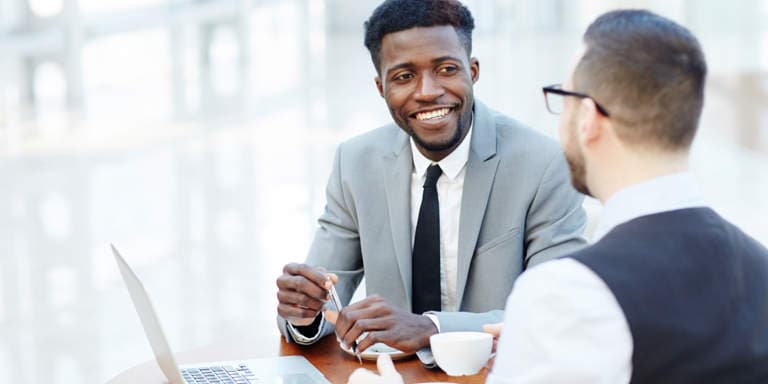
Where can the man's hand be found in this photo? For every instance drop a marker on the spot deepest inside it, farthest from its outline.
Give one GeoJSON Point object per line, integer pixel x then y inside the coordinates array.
{"type": "Point", "coordinates": [495, 330]}
{"type": "Point", "coordinates": [383, 323]}
{"type": "Point", "coordinates": [387, 373]}
{"type": "Point", "coordinates": [301, 292]}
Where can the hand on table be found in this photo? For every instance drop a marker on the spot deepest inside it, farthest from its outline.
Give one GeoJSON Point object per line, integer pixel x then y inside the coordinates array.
{"type": "Point", "coordinates": [302, 292]}
{"type": "Point", "coordinates": [495, 330]}
{"type": "Point", "coordinates": [384, 324]}
{"type": "Point", "coordinates": [387, 373]}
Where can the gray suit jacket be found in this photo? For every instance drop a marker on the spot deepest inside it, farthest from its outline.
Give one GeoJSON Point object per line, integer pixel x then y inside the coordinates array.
{"type": "Point", "coordinates": [518, 209]}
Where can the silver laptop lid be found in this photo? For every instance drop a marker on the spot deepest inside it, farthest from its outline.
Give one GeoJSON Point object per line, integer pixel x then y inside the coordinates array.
{"type": "Point", "coordinates": [149, 321]}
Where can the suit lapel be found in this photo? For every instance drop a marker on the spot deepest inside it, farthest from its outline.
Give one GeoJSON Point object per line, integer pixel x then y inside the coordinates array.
{"type": "Point", "coordinates": [478, 180]}
{"type": "Point", "coordinates": [398, 166]}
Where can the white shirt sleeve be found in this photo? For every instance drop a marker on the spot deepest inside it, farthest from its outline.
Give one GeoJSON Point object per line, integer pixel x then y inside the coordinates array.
{"type": "Point", "coordinates": [302, 339]}
{"type": "Point", "coordinates": [563, 325]}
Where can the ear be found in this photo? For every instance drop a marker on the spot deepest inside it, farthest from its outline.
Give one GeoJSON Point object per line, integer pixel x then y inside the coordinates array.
{"type": "Point", "coordinates": [379, 85]}
{"type": "Point", "coordinates": [590, 128]}
{"type": "Point", "coordinates": [474, 69]}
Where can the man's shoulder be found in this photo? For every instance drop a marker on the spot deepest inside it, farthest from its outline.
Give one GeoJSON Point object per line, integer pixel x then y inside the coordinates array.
{"type": "Point", "coordinates": [522, 146]}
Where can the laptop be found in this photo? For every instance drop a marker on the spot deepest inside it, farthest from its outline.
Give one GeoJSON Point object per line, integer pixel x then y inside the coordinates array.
{"type": "Point", "coordinates": [283, 369]}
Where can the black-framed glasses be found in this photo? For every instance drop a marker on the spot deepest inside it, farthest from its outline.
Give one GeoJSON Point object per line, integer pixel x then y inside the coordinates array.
{"type": "Point", "coordinates": [553, 96]}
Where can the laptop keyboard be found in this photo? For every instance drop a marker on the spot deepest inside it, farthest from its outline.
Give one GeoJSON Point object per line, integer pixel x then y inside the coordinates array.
{"type": "Point", "coordinates": [236, 374]}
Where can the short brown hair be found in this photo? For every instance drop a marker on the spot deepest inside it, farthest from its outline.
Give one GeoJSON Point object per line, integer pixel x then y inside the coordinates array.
{"type": "Point", "coordinates": [649, 73]}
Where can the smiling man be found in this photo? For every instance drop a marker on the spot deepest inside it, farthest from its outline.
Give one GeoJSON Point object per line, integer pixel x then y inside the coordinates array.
{"type": "Point", "coordinates": [440, 211]}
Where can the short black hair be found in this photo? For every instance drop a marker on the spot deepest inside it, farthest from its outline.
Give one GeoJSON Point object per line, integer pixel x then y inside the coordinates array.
{"type": "Point", "coordinates": [399, 15]}
{"type": "Point", "coordinates": [649, 72]}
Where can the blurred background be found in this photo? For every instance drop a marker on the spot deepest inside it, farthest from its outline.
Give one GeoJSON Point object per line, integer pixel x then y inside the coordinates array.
{"type": "Point", "coordinates": [197, 137]}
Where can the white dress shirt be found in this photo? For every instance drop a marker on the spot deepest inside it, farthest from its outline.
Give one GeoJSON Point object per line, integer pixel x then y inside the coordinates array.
{"type": "Point", "coordinates": [563, 324]}
{"type": "Point", "coordinates": [450, 187]}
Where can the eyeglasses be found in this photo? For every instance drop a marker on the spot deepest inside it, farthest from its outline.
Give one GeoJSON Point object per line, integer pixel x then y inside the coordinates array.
{"type": "Point", "coordinates": [555, 103]}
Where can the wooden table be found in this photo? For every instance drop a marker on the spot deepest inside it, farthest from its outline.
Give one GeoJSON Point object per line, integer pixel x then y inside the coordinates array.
{"type": "Point", "coordinates": [325, 355]}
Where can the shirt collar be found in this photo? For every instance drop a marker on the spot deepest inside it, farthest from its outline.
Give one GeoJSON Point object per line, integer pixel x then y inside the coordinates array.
{"type": "Point", "coordinates": [660, 194]}
{"type": "Point", "coordinates": [451, 164]}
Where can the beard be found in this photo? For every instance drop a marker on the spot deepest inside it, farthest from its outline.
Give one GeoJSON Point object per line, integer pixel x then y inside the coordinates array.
{"type": "Point", "coordinates": [576, 164]}
{"type": "Point", "coordinates": [437, 147]}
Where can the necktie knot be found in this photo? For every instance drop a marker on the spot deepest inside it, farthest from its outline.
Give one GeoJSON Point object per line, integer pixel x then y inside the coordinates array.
{"type": "Point", "coordinates": [433, 173]}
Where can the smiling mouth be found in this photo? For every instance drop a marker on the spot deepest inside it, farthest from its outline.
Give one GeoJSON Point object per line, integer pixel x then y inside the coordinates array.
{"type": "Point", "coordinates": [432, 115]}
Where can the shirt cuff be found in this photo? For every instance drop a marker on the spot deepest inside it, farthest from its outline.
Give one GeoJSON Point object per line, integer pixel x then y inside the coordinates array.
{"type": "Point", "coordinates": [434, 319]}
{"type": "Point", "coordinates": [300, 338]}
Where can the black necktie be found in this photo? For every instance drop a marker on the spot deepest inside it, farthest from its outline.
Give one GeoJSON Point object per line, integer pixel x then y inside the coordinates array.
{"type": "Point", "coordinates": [426, 248]}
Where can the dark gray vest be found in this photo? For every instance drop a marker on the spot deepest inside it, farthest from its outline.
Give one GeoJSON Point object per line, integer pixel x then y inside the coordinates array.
{"type": "Point", "coordinates": [694, 290]}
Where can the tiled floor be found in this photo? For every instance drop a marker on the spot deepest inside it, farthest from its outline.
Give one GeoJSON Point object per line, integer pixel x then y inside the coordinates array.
{"type": "Point", "coordinates": [209, 184]}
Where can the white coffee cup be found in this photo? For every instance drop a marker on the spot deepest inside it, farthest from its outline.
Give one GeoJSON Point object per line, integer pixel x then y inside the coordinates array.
{"type": "Point", "coordinates": [461, 353]}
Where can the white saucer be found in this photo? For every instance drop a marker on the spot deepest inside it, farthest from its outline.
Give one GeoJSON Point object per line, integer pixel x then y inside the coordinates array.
{"type": "Point", "coordinates": [373, 352]}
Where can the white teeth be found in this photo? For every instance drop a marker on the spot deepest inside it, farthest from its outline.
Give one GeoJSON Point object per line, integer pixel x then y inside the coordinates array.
{"type": "Point", "coordinates": [432, 114]}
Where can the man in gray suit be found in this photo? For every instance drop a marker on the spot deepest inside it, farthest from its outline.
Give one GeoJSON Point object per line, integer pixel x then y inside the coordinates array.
{"type": "Point", "coordinates": [442, 210]}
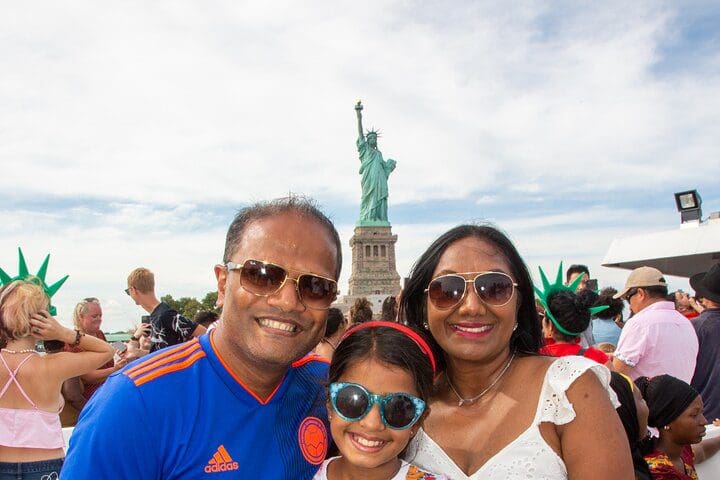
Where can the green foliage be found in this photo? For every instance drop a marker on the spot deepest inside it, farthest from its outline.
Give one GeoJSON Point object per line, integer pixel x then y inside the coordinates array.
{"type": "Point", "coordinates": [188, 307]}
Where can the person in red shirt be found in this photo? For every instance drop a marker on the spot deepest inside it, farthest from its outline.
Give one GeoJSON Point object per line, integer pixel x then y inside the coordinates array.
{"type": "Point", "coordinates": [566, 318]}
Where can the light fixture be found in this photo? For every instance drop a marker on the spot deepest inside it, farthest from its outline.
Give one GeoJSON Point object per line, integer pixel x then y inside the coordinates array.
{"type": "Point", "coordinates": [689, 205]}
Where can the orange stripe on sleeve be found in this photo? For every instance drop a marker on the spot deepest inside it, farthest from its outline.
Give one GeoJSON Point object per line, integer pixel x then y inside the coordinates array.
{"type": "Point", "coordinates": [163, 361]}
{"type": "Point", "coordinates": [169, 369]}
{"type": "Point", "coordinates": [165, 353]}
{"type": "Point", "coordinates": [310, 358]}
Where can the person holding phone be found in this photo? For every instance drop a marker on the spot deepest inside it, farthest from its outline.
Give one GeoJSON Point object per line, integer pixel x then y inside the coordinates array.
{"type": "Point", "coordinates": [167, 326]}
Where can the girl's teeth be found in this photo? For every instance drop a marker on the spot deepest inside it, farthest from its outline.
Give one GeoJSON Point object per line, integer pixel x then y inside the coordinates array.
{"type": "Point", "coordinates": [484, 328]}
{"type": "Point", "coordinates": [368, 443]}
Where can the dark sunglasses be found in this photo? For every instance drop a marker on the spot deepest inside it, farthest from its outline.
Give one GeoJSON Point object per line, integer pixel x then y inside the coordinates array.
{"type": "Point", "coordinates": [352, 402]}
{"type": "Point", "coordinates": [264, 279]}
{"type": "Point", "coordinates": [493, 288]}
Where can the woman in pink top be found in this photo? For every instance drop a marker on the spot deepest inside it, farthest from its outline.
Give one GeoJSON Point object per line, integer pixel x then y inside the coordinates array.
{"type": "Point", "coordinates": [31, 441]}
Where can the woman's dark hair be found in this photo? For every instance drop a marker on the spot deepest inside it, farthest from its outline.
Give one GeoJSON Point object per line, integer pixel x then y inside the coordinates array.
{"type": "Point", "coordinates": [571, 311]}
{"type": "Point", "coordinates": [615, 304]}
{"type": "Point", "coordinates": [335, 319]}
{"type": "Point", "coordinates": [389, 309]}
{"type": "Point", "coordinates": [667, 398]}
{"type": "Point", "coordinates": [386, 345]}
{"type": "Point", "coordinates": [526, 338]}
{"type": "Point", "coordinates": [627, 411]}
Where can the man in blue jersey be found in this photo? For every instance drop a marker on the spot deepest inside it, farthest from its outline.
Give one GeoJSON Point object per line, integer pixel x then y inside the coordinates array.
{"type": "Point", "coordinates": [244, 400]}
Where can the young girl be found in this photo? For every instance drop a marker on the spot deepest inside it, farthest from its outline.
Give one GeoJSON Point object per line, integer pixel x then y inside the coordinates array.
{"type": "Point", "coordinates": [380, 377]}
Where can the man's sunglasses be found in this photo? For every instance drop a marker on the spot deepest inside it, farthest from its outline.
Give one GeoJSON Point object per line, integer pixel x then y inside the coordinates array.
{"type": "Point", "coordinates": [264, 279]}
{"type": "Point", "coordinates": [493, 288]}
{"type": "Point", "coordinates": [352, 402]}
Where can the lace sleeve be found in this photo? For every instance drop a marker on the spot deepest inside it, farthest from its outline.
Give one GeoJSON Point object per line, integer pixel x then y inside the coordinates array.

* * *

Assigned task — Go through the material above and report each line containing "teeth".

Exercise result —
Where can the white teeth be found in this photo? For every instance drop a marker on the spot deepest inside it, farthest from its outline.
Where can the girl's teeth be found in this photo? For every instance drop a marker on the spot deepest inside it, farthest from its outline.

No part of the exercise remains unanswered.